◆ **Exercise**: Reproduce the part of the items that begins with the line containing "# point at: ocean" and runs through the end of the items, switching "small wave" to "breaking wave" and leaving everything else unchanged.

━━ Data for processing

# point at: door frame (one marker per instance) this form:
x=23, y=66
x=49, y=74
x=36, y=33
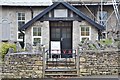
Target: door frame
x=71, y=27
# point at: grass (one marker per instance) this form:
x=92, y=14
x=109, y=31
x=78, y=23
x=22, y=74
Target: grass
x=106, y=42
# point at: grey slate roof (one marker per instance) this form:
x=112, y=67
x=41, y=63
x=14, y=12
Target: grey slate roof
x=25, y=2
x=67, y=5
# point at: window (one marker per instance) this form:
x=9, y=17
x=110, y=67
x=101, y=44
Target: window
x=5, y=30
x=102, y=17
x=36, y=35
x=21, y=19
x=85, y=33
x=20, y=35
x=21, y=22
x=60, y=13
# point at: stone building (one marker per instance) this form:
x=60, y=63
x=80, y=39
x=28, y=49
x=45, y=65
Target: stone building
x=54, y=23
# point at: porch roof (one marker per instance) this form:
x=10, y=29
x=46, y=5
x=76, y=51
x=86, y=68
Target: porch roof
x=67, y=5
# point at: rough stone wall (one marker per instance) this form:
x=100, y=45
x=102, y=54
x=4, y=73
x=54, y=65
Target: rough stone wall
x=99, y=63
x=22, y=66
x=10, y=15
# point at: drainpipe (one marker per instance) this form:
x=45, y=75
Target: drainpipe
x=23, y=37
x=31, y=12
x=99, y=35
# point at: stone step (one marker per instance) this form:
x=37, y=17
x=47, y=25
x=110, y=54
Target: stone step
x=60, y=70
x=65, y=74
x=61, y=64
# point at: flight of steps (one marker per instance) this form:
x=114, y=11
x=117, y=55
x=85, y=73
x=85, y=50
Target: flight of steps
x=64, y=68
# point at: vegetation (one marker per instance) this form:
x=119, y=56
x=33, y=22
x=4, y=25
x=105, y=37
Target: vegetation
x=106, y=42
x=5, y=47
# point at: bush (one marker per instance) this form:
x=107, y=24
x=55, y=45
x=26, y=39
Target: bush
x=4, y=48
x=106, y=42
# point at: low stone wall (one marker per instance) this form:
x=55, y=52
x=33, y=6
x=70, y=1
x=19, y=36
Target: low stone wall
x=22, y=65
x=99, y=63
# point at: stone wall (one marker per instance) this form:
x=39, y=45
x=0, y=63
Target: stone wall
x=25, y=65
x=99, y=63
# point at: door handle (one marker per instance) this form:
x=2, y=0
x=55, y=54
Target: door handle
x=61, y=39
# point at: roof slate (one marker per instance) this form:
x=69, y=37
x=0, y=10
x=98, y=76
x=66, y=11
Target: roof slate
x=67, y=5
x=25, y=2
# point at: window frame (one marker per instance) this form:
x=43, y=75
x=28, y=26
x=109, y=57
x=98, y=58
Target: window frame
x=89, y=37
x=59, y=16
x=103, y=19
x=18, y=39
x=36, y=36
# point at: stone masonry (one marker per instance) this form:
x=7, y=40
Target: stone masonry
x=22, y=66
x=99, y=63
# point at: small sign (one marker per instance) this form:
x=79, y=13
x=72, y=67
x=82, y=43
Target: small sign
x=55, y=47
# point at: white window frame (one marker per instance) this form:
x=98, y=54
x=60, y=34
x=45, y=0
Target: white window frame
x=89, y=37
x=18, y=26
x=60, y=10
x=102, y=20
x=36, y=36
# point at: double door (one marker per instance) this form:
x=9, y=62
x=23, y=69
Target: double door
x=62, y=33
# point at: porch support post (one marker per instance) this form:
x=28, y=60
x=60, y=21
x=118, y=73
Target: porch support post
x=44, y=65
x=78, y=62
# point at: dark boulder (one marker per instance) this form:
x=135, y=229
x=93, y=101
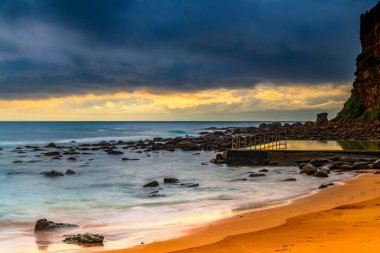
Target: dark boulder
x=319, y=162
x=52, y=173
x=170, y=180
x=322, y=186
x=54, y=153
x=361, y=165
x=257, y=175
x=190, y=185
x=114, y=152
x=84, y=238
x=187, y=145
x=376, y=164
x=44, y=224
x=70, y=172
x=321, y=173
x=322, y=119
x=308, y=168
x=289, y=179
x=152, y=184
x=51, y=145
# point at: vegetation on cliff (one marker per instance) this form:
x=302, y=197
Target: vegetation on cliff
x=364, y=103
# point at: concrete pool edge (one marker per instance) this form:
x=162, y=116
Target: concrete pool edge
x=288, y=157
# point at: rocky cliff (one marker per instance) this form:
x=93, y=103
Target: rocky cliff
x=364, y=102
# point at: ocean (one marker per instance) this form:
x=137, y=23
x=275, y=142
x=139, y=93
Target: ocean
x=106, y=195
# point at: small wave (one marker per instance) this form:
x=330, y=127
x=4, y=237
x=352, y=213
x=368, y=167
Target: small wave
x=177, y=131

━━━━

◆ **Exercise result**:
# point at: ocean (one marker per instance) this form:
x=137, y=23
x=275, y=142
x=139, y=93
Target: ocean
x=106, y=195
# point at: breaking wave (one marker per instance) this form:
x=330, y=127
x=4, y=237
x=352, y=213
x=368, y=167
Target: breaking wave
x=177, y=131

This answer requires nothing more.